(Image region outline data)

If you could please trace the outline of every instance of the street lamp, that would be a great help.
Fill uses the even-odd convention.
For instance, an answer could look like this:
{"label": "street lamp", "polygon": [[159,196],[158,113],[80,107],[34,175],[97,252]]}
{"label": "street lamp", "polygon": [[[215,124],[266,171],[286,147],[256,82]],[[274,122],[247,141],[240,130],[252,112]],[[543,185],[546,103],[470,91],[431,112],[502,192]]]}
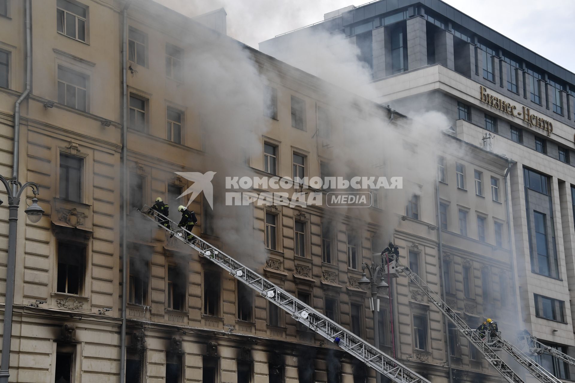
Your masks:
{"label": "street lamp", "polygon": [[[44,210],[38,205],[36,196],[39,194],[40,187],[33,182],[26,182],[22,185],[12,179],[6,181],[0,175],[0,181],[4,184],[8,194],[8,260],[6,262],[6,303],[4,305],[4,336],[2,341],[2,359],[0,361],[0,383],[7,383],[10,376],[10,345],[12,340],[12,308],[14,305],[14,281],[16,273],[16,232],[18,230],[18,208],[20,196],[29,186],[34,193],[32,204],[24,211],[30,222],[35,223],[42,218]],[[3,202],[0,200],[0,204]]]}
{"label": "street lamp", "polygon": [[[371,262],[371,265],[370,266],[366,262],[364,262],[362,264],[361,269],[363,272],[363,274],[362,276],[361,279],[358,281],[358,283],[362,288],[367,287],[368,285],[371,287],[371,297],[370,298],[370,305],[371,306],[371,311],[373,312],[374,343],[375,343],[375,347],[379,349],[379,322],[378,318],[378,311],[379,308],[378,304],[377,292],[379,289],[386,288],[389,287],[389,286],[384,280],[385,271],[381,266],[375,266],[375,264],[373,262]],[[369,273],[369,278],[365,273],[366,270]],[[376,283],[378,273],[379,273],[380,278],[379,284]],[[375,373],[375,381],[377,383],[381,383],[381,376],[378,372]]]}

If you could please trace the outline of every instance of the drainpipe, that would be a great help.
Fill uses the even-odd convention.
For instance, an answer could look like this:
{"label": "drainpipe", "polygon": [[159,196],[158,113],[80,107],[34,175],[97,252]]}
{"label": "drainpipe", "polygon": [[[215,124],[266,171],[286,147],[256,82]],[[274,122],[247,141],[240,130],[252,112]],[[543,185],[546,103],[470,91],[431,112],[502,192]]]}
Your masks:
{"label": "drainpipe", "polygon": [[122,10],[122,164],[121,174],[121,239],[122,239],[122,328],[120,331],[120,383],[126,381],[126,301],[128,299],[128,251],[126,242],[126,221],[128,219],[128,83],[126,75],[126,45],[128,41],[128,0]]}
{"label": "drainpipe", "polygon": [[[30,21],[30,0],[26,0],[26,89],[14,105],[14,149],[12,153],[12,191],[5,183],[10,204],[9,228],[8,233],[8,258],[6,264],[6,299],[4,303],[4,323],[2,338],[2,357],[0,359],[0,382],[7,383],[10,377],[10,347],[12,341],[12,314],[14,307],[14,285],[16,274],[16,235],[18,230],[18,205],[20,194],[18,192],[18,148],[20,144],[20,103],[30,94],[32,83],[32,37]],[[10,196],[15,196],[11,197]]]}
{"label": "drainpipe", "polygon": [[[436,208],[437,209],[437,240],[438,253],[439,254],[439,279],[443,277],[443,246],[442,244],[441,228],[441,205],[439,202],[439,180],[435,180]],[[441,299],[446,300],[445,281],[441,285]],[[447,369],[449,370],[449,383],[453,383],[453,370],[451,369],[451,353],[449,349],[449,324],[447,318],[443,318],[443,327],[445,331],[445,350],[447,359]]]}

## What this task involves
Rescale the lines starting at the one containing "drainpipe, that would be a great help." and ending at the end of the data. Reproduce every line, requests included, but multiply each coordinate in the answers by 1.65 and round it to a whole number, with halves rounded up. Leave the numbers in the requests and their format samples as they are.

## Task result
If you could please trace the outline of every instance of the drainpipe, that would be a great help.
Fill uses the even-odd convention.
For instance, an answer could look like this:
{"label": "drainpipe", "polygon": [[159,196],[158,113],[80,107],[34,175],[97,252]]}
{"label": "drainpipe", "polygon": [[[215,124],[266,171],[286,147],[256,82]],[[274,122],[247,141],[240,130],[252,112]],[[543,185],[546,103],[470,91],[431,112],[502,192]]]}
Your masks:
{"label": "drainpipe", "polygon": [[201,17],[201,271],[200,287],[200,394],[201,394],[201,541],[198,546],[198,632],[208,629],[208,497],[211,493],[211,414],[208,399],[208,365],[211,361],[211,137],[208,124],[208,74],[211,68],[211,0]]}
{"label": "drainpipe", "polygon": [[[50,35],[50,0],[43,0],[43,147],[23,173],[23,246],[20,252],[20,315],[8,302],[17,337],[15,376],[13,384],[13,426],[10,436],[10,493],[7,500],[7,533],[3,558],[3,589],[0,592],[0,630],[12,632],[17,622],[17,573],[20,563],[20,518],[23,507],[23,470],[26,452],[26,388],[30,380],[30,338],[33,320],[30,317],[30,244],[33,238],[33,170],[50,155],[53,137],[53,61]],[[17,323],[25,323],[18,325]]]}
{"label": "drainpipe", "polygon": [[[719,343],[721,345],[721,396],[723,417],[724,419],[724,460],[731,457],[731,406],[729,403],[728,376],[728,338],[724,333],[724,297],[718,297]],[[728,493],[736,495],[734,464],[728,470]],[[738,609],[741,611],[741,632],[747,632],[747,611],[744,609],[744,582],[741,576],[741,535],[738,525],[731,525],[731,540],[734,546],[734,578],[738,592]]]}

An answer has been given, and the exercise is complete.